=== SUPPLIED MATERIAL ===
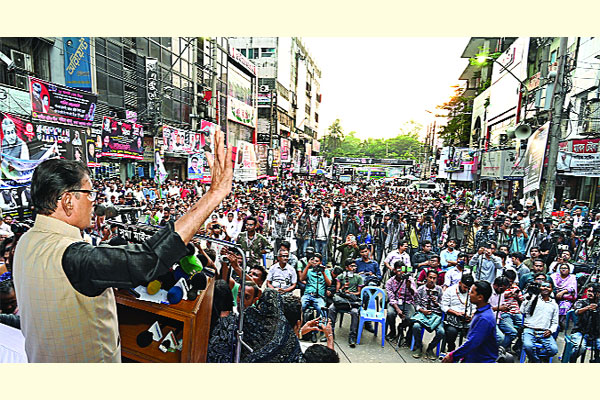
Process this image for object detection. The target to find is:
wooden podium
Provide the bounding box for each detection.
[115,279,215,363]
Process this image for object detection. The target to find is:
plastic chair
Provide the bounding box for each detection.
[519,328,558,364]
[357,286,386,347]
[410,313,446,357]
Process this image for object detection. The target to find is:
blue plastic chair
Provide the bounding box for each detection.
[410,313,446,357]
[519,326,559,364]
[357,286,386,347]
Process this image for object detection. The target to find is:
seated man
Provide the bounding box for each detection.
[442,253,469,290]
[267,247,298,295]
[0,272,21,329]
[417,255,446,286]
[300,253,331,317]
[412,269,444,360]
[385,260,417,345]
[441,274,474,352]
[521,281,558,363]
[356,244,381,285]
[329,259,364,347]
[569,283,600,362]
[498,269,523,351]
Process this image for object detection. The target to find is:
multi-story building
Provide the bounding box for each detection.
[229,37,321,174]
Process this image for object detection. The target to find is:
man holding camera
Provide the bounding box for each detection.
[469,243,502,285]
[521,281,558,363]
[569,283,600,362]
[328,259,364,348]
[441,274,474,351]
[300,253,331,317]
[383,240,412,272]
[385,260,417,342]
[410,269,444,360]
[356,244,381,285]
[267,248,298,295]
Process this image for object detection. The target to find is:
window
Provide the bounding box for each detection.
[260,47,275,57]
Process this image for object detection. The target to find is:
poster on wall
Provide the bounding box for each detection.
[0,84,31,115]
[29,76,98,126]
[0,112,88,218]
[100,117,144,160]
[63,37,92,92]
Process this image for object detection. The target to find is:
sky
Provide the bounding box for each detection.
[302,37,469,139]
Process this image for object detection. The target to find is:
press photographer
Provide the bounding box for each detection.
[569,283,600,362]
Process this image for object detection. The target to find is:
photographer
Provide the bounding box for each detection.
[300,253,331,317]
[469,243,502,284]
[411,240,435,272]
[356,244,381,285]
[383,240,412,272]
[569,283,600,362]
[328,259,364,347]
[267,248,298,295]
[410,270,444,360]
[521,280,558,363]
[441,274,474,352]
[385,260,417,345]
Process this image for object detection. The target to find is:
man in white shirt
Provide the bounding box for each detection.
[521,281,558,363]
[383,240,412,275]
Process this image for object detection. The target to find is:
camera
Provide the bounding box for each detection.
[525,282,541,298]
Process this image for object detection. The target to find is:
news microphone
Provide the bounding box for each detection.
[146,271,177,295]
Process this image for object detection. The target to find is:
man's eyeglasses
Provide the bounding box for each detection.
[58,189,98,201]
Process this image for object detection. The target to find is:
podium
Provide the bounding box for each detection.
[115,279,215,363]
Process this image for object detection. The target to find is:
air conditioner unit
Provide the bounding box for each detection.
[10,50,33,72]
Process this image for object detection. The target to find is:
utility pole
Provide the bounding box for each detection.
[542,37,567,218]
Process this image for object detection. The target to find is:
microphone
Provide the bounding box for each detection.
[188,272,207,300]
[146,271,177,295]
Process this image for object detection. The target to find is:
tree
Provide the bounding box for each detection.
[436,87,473,147]
[321,120,423,162]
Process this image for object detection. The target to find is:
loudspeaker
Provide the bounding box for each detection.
[515,124,531,140]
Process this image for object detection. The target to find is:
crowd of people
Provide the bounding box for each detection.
[0,164,600,362]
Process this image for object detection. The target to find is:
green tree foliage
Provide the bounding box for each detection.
[436,87,473,146]
[321,119,424,162]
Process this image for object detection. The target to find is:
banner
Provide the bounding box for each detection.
[281,138,290,162]
[146,57,160,117]
[63,37,92,92]
[162,124,206,156]
[154,150,167,185]
[86,128,102,168]
[29,76,98,126]
[233,140,257,182]
[227,96,256,128]
[188,151,207,181]
[100,117,144,160]
[0,113,87,218]
[0,85,31,115]
[523,122,550,193]
[556,139,600,177]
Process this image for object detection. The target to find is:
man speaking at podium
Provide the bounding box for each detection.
[13,132,233,362]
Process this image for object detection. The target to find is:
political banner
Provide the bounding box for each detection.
[233,140,257,182]
[523,122,550,193]
[188,151,208,181]
[100,117,144,160]
[0,85,31,115]
[162,124,207,155]
[63,37,92,92]
[0,112,88,218]
[29,76,98,126]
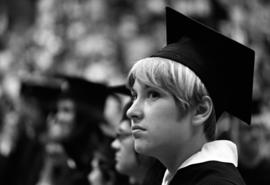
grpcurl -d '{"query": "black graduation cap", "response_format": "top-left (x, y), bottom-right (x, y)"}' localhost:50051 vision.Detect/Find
top-left (152, 7), bottom-right (255, 124)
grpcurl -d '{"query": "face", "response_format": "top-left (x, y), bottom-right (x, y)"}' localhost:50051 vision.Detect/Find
top-left (127, 80), bottom-right (191, 160)
top-left (112, 120), bottom-right (138, 175)
top-left (49, 99), bottom-right (75, 139)
top-left (88, 158), bottom-right (104, 185)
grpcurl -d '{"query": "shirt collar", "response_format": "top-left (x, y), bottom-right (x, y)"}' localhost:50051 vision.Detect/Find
top-left (162, 140), bottom-right (238, 185)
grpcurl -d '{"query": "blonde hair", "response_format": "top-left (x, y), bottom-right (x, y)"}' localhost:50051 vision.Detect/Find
===
GOAL: Reproduce every one of the lines above verbatim, omitting the pictures.

FINISHED ANSWER:
Process this image for object detection. The target to find is:
wooden podium
Provide the bounding box for each detection.
[115,279,215,363]
Process this image for object detection. The target to find is:
plastic chair
Provide the bounding box for each detection.
[519,328,558,364]
[357,286,386,347]
[410,313,446,357]
Process this image for object detection. The target to find is:
blue plastic chair
Provide the bounding box for each detection.
[410,313,446,357]
[519,326,559,364]
[357,286,386,347]
Process this image for object detection. The target to find is:
seated man
Provide the bounding box for each detection.
[442,253,469,290]
[267,247,298,295]
[0,272,21,329]
[417,255,446,286]
[300,253,331,317]
[412,269,444,360]
[385,260,417,345]
[441,274,474,352]
[521,281,558,363]
[356,244,381,285]
[329,259,364,347]
[569,283,600,362]
[498,269,523,351]
Process this image for object detection. The target to find is:
multi-story building
Provide the bounding box for each detection.
[229,37,321,174]
Process this image for object detection. The target to find is:
man holding camera
Provide the bounding box for each detection.
[469,243,502,285]
[521,281,558,363]
[569,283,600,362]
[328,259,364,348]
[441,274,474,351]
[300,253,331,317]
[383,240,412,272]
[385,260,417,342]
[410,269,444,360]
[356,244,381,285]
[267,248,298,295]
Process this image for object detection. The target to find is:
window
Provide the bounding box for each detection.
[260,47,275,57]
Process this image for object detection. The target to find is:
poster on wall
Provide the bounding box for each detection.
[0,84,31,115]
[29,76,98,126]
[0,112,88,218]
[100,117,144,160]
[63,37,92,92]
Process this image for object detection. The target to find is:
sky
Provide the bounding box for each detection.
[302,37,469,139]
Process this image for object detection. The target to find is:
press photographer
Provide the bounding box for each detection.
[569,283,600,362]
Process this image for object detection. The target to find is:
photographer
Provide the bounding box for each detection.
[300,253,331,317]
[469,243,502,284]
[411,240,435,272]
[356,244,381,285]
[383,240,412,272]
[569,283,600,362]
[328,259,364,347]
[267,248,298,295]
[410,270,444,360]
[521,280,558,363]
[441,274,474,352]
[385,260,417,345]
Process this image for object detection. The target to find is:
man in white shirt
Provide the bounding box for each detection.
[521,281,558,363]
[383,240,412,275]
Process this image for object detection. The target to find is:
camera
Provide the bounding box for each detection.
[525,282,541,298]
Process this image for object detection. The target to find is:
news microphone
Provide the bounding box for each detection.
[146,271,177,295]
Process this image for object detection. The target to find is:
man's eyeglasses
Provide the bounding box for each detection.
[58,189,98,201]
Process this image for object detection. The target to find is:
podium
Provide the bounding box for each detection.
[115,279,215,363]
Process this image for object detection. The target to find is:
air conditioner unit
Provide the bounding box for each detection.
[10,50,33,72]
Process this image for object detection. The target to find is:
utility pole
Provide the bounding box for each detection.
[542,37,567,218]
Process this image for object detection. The target to find is:
microphone
Provide the bounding box for each detection.
[188,272,207,300]
[146,271,177,295]
Process this image for object detection. The target to find is:
tree
Provide the bounding box for each detection.
[436,87,473,147]
[321,120,423,162]
Process this image for object detection. The target to find is:
loudspeaker
Provide the bounding box for each detection.
[515,124,531,140]
Process this image for object detection. The target to find is:
crowd of people
Provide the bounding box for each detection.
[0,164,600,362]
Process this image for object detection. The target to find is:
green tree foliage
Provide the bounding box for each detection.
[436,87,473,146]
[321,119,424,162]
Process this image for object detection. The target to find is:
banner
Provide the bounding box for each detection.
[281,138,290,162]
[146,57,160,117]
[63,37,92,92]
[162,124,206,156]
[154,150,167,185]
[86,128,102,168]
[29,76,98,126]
[233,140,257,182]
[227,96,256,128]
[188,151,207,181]
[100,117,144,160]
[0,113,87,218]
[0,85,31,115]
[523,122,550,193]
[556,139,600,177]
Process this image for object detection. The target to find is:
man speaking at podium
Provide the bounding box for each detection.
[13,132,233,362]
Process this image for object detection. The target to find is:
political banner
Provide the bounding box for each detection.
[233,140,257,182]
[523,122,550,193]
[188,151,208,181]
[100,117,144,160]
[0,85,31,115]
[162,124,207,155]
[63,37,92,92]
[0,112,88,218]
[29,76,98,126]
grpcurl -d '{"query": "black graduation cap", "response_format": "top-left (x, y), bottom-right (x, y)"}' localhost:50051 vision.Detect/Find
top-left (152, 7), bottom-right (255, 124)
grpcurl -d '{"query": "face", "response_format": "top-left (x, y), bottom-right (x, y)"}' localhost:50051 vision.Detect/Find
top-left (127, 80), bottom-right (191, 160)
top-left (112, 120), bottom-right (138, 175)
top-left (49, 99), bottom-right (75, 139)
top-left (88, 158), bottom-right (104, 185)
grpcurl -d '{"query": "shirt collar", "response_format": "top-left (x, y), bottom-right (x, y)"}' localhost:50051 vision.Detect/Find
top-left (162, 140), bottom-right (238, 185)
grpcurl -d '{"query": "blonde hair", "response_format": "top-left (x, y), bottom-right (x, y)"}' localhost:50051 vision.Detect/Find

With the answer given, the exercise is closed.